**About this exercise:** Print, exactly and completely, every entry in the data.
────────
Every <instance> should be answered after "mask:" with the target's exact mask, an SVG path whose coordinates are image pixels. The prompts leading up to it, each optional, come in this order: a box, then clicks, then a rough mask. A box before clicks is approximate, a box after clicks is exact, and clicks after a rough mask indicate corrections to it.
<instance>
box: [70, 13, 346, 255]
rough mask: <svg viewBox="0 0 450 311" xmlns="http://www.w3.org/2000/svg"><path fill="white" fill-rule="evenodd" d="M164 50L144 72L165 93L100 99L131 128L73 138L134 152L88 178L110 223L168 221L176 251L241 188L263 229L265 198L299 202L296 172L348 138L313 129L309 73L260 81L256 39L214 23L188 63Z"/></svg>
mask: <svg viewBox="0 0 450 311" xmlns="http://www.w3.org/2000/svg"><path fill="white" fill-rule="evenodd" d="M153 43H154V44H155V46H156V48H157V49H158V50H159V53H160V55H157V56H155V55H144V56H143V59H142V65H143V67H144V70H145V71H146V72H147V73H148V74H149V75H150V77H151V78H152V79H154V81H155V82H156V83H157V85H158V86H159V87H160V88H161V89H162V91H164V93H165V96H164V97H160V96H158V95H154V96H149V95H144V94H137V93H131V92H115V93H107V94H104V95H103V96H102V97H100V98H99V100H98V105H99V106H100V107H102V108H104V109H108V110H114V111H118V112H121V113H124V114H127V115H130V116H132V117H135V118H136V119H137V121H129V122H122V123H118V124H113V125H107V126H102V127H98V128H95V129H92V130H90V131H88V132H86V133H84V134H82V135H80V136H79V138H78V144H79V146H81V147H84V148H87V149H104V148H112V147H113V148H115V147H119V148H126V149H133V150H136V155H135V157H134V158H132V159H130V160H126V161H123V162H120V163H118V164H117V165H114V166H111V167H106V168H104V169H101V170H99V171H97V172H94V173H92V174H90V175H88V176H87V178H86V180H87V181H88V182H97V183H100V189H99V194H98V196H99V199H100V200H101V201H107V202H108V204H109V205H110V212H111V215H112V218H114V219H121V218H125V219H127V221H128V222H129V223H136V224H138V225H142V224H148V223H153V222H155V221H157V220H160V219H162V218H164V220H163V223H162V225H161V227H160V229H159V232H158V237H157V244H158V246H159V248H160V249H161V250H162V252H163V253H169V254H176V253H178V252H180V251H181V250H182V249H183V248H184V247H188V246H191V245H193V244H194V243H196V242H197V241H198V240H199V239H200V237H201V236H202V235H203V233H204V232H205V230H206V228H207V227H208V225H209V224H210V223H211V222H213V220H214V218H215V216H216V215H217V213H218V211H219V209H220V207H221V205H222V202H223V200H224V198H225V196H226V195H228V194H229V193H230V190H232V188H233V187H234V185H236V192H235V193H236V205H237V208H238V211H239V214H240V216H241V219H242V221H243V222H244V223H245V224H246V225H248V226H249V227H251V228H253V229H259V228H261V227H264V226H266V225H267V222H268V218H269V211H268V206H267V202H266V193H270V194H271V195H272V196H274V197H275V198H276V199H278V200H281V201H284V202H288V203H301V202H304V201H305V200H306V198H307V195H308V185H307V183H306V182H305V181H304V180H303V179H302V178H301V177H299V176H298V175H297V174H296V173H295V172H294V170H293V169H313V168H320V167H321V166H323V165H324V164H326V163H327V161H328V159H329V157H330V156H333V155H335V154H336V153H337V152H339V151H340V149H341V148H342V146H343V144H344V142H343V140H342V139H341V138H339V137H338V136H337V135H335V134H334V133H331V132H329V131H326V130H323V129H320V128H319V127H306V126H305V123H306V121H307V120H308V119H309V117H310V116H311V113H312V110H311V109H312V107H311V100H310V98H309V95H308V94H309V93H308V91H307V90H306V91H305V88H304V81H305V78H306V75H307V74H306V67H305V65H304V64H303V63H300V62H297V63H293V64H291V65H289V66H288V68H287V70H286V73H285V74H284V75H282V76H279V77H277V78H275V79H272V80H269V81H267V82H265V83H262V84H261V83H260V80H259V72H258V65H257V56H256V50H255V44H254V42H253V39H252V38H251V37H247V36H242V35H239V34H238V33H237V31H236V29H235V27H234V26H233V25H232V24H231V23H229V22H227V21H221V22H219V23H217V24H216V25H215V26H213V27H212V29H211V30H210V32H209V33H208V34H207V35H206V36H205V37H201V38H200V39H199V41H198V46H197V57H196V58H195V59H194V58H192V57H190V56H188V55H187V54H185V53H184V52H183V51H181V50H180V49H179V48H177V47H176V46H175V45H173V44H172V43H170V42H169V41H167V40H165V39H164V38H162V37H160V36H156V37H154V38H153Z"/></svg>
────────
**Exercise output:**
Every <instance> should be answered after "mask:" with the target's exact mask, an SVG path whose coordinates are image pixels. The prompts leading up to it, each optional, come in this order: a box, then clicks, then a rough mask. A box before clicks is approximate, a box after clicks is exact, and clicks after a rough mask indicate corrections to it.
<instance>
box: [70, 13, 346, 255]
rough mask: <svg viewBox="0 0 450 311" xmlns="http://www.w3.org/2000/svg"><path fill="white" fill-rule="evenodd" d="M164 50L144 72L165 93L100 99L131 128L73 138L134 152L88 178L110 223L168 221L176 251L241 188L263 229L265 198L299 202L296 172L348 138L313 129L309 73L260 81L256 39L214 23L188 63Z"/></svg>
mask: <svg viewBox="0 0 450 311" xmlns="http://www.w3.org/2000/svg"><path fill="white" fill-rule="evenodd" d="M153 43H154V44H155V46H156V48H157V49H158V50H159V53H160V55H157V56H155V55H144V56H143V59H142V65H143V67H144V70H145V71H146V72H147V73H148V74H149V75H150V77H151V78H152V79H154V81H155V82H156V83H157V85H158V86H159V87H160V88H161V89H162V91H164V93H165V96H164V97H160V96H158V95H154V96H149V95H144V94H137V93H131V92H115V93H107V94H104V95H103V96H102V97H100V98H99V100H98V105H99V106H100V107H102V108H104V109H108V110H114V111H118V112H121V113H124V114H127V115H130V116H132V117H135V118H136V119H137V121H129V122H122V123H118V124H113V125H107V126H102V127H98V128H95V129H92V130H90V131H88V132H86V133H84V134H82V135H80V136H79V138H78V144H79V146H81V147H84V148H87V149H104V148H112V147H113V148H115V147H119V148H126V149H133V150H136V155H135V157H134V158H132V159H130V160H126V161H123V162H120V163H118V164H117V165H114V166H111V167H106V168H104V169H101V170H99V171H97V172H94V173H92V174H90V175H88V176H87V178H86V180H87V181H88V182H97V183H100V189H99V194H98V196H99V199H100V200H101V201H107V202H108V204H109V205H110V212H111V215H112V218H114V219H121V218H125V219H127V221H128V222H129V223H136V224H138V225H142V224H148V223H153V222H155V221H157V220H160V219H162V218H164V220H163V223H162V225H161V227H160V229H159V232H158V237H157V244H158V246H159V248H160V249H161V250H162V252H163V253H169V254H176V253H178V252H180V251H181V250H182V249H183V248H184V247H188V246H191V245H193V244H194V243H196V242H197V241H198V240H199V239H200V237H201V236H202V235H203V233H204V232H205V230H206V228H207V227H208V225H209V224H210V223H211V222H213V220H214V218H215V216H216V215H217V213H218V211H219V209H220V207H221V205H222V202H223V200H224V198H225V196H226V195H228V194H229V193H230V190H232V188H233V187H234V185H236V192H235V193H236V205H237V208H238V211H239V214H240V216H241V219H242V221H243V222H244V223H245V224H246V225H248V226H249V227H251V228H253V229H259V228H261V227H264V226H266V225H267V222H268V218H269V211H268V206H267V202H266V193H270V194H271V195H272V196H274V197H275V198H276V199H278V200H281V201H284V202H288V203H301V202H304V201H305V200H306V198H307V195H308V185H307V183H306V182H305V181H304V180H303V179H302V178H301V177H299V176H298V175H297V174H296V173H295V172H294V170H293V169H313V168H320V167H321V166H323V165H324V164H326V163H327V161H328V159H329V157H330V156H333V155H335V154H336V153H337V152H339V151H340V149H341V148H342V146H343V144H344V142H343V140H342V139H341V138H339V137H338V136H337V135H335V134H334V133H331V132H329V131H326V130H323V129H320V128H319V127H306V126H305V123H306V121H307V120H308V119H309V117H310V116H311V113H312V110H311V109H312V107H311V100H310V98H309V95H308V94H309V93H308V91H307V90H306V91H305V88H304V81H305V78H306V75H307V74H306V67H305V65H304V64H303V63H300V62H297V63H293V64H291V65H289V66H288V68H287V70H286V73H285V74H284V75H282V76H279V77H277V78H275V79H272V80H269V81H267V82H265V83H262V84H261V83H260V80H259V72H258V65H257V56H256V50H255V44H254V42H253V39H252V38H251V37H247V36H242V35H239V34H238V33H237V31H236V29H235V27H234V26H233V25H232V24H231V23H229V22H227V21H221V22H219V23H217V24H216V25H215V26H213V27H212V29H211V30H210V32H209V33H208V34H207V35H206V36H205V37H201V38H200V39H199V41H198V46H197V57H196V58H195V59H194V58H192V57H190V56H188V55H187V54H185V53H184V52H183V51H181V50H180V49H179V48H177V47H176V46H175V45H173V44H172V43H170V42H169V41H167V40H165V39H164V38H162V37H160V36H156V37H154V38H153Z"/></svg>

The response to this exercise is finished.